** STORED DATA follows **

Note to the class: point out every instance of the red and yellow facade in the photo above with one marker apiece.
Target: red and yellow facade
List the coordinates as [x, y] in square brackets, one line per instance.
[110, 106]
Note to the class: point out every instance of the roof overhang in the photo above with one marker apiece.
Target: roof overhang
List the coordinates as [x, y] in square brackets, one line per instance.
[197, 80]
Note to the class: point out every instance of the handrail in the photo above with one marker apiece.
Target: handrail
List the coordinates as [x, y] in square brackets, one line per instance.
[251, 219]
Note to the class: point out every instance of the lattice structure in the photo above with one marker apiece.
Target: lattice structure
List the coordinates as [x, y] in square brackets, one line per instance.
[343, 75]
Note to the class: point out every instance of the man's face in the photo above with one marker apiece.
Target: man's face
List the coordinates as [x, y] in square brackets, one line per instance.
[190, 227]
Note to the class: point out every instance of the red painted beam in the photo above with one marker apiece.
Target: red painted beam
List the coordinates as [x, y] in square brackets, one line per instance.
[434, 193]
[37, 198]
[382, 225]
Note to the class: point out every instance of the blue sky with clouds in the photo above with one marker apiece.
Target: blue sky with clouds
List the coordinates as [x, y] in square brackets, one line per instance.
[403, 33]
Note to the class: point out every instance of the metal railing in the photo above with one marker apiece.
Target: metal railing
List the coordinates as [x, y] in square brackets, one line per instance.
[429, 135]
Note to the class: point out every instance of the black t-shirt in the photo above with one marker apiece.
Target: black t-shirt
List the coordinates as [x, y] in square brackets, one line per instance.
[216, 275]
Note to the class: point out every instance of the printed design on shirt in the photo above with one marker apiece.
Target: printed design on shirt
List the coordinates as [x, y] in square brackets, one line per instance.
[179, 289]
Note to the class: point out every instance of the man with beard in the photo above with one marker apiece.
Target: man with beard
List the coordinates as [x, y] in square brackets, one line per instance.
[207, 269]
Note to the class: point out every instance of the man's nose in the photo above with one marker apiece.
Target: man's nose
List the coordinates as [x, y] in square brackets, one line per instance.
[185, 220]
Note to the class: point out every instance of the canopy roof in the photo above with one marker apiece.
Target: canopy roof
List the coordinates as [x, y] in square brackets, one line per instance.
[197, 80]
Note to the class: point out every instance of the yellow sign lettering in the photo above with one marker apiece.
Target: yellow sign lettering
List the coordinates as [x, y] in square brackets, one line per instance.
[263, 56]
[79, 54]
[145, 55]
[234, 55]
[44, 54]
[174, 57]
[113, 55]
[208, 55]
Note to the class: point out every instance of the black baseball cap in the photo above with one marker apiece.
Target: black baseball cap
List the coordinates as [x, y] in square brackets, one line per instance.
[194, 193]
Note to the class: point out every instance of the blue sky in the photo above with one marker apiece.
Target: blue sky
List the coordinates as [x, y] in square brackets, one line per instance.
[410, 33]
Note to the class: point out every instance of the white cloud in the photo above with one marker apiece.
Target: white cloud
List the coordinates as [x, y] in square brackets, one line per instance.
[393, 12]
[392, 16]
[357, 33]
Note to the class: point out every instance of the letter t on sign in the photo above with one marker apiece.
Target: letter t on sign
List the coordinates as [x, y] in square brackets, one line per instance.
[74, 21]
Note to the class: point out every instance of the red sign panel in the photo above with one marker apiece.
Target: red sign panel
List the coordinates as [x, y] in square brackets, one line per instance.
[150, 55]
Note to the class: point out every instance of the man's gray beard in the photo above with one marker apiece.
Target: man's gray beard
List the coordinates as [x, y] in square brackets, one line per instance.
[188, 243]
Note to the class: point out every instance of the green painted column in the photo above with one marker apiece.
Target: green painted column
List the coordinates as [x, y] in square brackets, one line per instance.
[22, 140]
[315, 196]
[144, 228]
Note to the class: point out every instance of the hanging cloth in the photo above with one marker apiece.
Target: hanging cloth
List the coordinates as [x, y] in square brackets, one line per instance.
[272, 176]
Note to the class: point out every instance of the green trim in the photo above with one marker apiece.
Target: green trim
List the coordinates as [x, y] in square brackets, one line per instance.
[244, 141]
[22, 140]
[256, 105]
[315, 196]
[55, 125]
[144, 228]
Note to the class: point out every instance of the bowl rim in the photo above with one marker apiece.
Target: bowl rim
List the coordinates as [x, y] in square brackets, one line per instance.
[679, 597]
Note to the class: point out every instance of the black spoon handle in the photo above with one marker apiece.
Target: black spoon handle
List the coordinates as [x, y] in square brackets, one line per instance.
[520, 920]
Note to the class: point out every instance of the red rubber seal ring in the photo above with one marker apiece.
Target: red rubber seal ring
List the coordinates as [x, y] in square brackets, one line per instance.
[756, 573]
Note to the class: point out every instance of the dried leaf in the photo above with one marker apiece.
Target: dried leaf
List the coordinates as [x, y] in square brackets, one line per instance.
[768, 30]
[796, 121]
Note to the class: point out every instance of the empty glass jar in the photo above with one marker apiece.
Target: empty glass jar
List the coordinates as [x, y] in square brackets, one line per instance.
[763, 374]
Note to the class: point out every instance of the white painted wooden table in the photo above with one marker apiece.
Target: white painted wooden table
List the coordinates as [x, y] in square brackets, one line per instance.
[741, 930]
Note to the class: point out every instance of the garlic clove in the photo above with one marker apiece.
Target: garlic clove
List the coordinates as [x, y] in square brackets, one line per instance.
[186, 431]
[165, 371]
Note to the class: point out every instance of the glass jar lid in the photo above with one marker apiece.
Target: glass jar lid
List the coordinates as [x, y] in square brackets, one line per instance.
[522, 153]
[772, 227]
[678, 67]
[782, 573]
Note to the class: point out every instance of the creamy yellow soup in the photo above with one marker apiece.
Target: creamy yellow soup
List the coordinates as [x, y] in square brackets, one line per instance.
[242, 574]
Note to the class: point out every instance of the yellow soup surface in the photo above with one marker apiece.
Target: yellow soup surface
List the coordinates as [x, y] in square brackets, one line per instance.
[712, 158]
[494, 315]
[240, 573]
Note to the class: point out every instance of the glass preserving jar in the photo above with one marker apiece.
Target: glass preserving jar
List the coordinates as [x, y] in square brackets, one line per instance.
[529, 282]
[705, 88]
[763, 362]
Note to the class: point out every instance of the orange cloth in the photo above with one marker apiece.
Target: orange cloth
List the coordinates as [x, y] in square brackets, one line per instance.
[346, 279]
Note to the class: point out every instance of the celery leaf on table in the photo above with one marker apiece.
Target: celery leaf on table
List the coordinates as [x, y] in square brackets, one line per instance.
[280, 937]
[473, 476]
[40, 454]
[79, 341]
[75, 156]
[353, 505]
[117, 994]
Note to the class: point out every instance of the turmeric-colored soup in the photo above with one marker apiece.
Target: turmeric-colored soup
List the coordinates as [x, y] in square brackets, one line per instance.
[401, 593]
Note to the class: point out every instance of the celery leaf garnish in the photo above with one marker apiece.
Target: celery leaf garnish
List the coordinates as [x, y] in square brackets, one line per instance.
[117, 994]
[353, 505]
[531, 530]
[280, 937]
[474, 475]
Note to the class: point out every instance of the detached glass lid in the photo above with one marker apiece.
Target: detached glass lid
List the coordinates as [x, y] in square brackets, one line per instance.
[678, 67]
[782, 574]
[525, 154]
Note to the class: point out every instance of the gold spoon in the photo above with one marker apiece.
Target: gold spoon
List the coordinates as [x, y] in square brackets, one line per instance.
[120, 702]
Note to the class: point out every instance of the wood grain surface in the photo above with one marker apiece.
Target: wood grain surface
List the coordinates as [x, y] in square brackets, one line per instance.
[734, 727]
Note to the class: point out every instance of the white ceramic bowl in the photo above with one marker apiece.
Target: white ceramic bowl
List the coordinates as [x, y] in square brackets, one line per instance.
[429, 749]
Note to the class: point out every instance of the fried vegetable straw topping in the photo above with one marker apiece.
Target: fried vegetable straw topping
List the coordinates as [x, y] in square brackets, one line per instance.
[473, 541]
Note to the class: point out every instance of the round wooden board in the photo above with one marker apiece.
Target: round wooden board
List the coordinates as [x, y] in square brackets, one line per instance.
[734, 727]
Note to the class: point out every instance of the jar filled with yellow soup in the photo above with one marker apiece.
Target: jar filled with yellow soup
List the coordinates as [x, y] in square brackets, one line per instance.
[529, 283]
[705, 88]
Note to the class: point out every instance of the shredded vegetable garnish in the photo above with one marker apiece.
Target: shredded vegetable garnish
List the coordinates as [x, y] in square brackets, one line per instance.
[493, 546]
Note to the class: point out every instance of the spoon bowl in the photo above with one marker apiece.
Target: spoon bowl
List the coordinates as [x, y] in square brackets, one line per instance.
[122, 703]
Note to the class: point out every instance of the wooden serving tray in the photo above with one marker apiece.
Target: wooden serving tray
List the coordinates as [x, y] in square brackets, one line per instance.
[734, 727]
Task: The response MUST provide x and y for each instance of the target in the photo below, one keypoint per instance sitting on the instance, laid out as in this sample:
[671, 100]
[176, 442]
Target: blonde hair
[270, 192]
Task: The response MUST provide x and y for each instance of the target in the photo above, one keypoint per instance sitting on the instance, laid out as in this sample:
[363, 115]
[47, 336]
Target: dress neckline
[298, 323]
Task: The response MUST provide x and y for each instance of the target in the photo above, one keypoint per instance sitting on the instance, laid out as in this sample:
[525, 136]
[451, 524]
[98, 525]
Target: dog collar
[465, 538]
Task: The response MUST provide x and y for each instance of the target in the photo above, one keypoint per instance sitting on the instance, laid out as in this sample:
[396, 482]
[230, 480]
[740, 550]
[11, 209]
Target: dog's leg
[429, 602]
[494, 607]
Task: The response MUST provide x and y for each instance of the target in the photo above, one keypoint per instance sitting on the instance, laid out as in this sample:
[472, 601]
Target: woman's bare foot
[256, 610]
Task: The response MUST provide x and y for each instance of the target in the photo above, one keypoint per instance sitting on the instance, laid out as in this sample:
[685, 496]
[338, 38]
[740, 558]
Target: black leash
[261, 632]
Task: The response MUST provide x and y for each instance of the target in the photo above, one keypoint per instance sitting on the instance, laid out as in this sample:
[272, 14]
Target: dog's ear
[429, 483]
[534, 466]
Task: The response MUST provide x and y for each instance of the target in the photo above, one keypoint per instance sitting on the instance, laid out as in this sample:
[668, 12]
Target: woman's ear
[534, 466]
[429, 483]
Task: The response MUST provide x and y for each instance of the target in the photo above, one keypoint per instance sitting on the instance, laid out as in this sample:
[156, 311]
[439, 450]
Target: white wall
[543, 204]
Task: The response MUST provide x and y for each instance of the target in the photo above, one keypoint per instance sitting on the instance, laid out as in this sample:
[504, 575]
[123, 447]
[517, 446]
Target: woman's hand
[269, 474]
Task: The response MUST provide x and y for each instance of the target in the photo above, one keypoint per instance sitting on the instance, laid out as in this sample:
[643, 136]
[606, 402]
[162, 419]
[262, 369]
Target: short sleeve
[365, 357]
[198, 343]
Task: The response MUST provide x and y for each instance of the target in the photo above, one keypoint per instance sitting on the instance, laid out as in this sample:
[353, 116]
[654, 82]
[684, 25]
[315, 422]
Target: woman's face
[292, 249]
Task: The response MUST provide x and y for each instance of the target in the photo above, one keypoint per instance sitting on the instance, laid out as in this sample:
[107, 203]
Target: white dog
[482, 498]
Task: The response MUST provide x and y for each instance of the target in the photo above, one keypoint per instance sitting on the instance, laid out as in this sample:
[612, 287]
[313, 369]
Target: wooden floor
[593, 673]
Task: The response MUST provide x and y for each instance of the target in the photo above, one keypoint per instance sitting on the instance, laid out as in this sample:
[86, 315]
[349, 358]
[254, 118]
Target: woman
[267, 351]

** End of STORED DATA **

• **WHAT YOU SHOULD DO**
Wherever the string "gray" appears in the entries above, return the line it appears on.

• **YOUR RESPONSE**
Note to the class: point out every instance of the man's gray beard in the photo above with one marker apiece.
Target: man's gray beard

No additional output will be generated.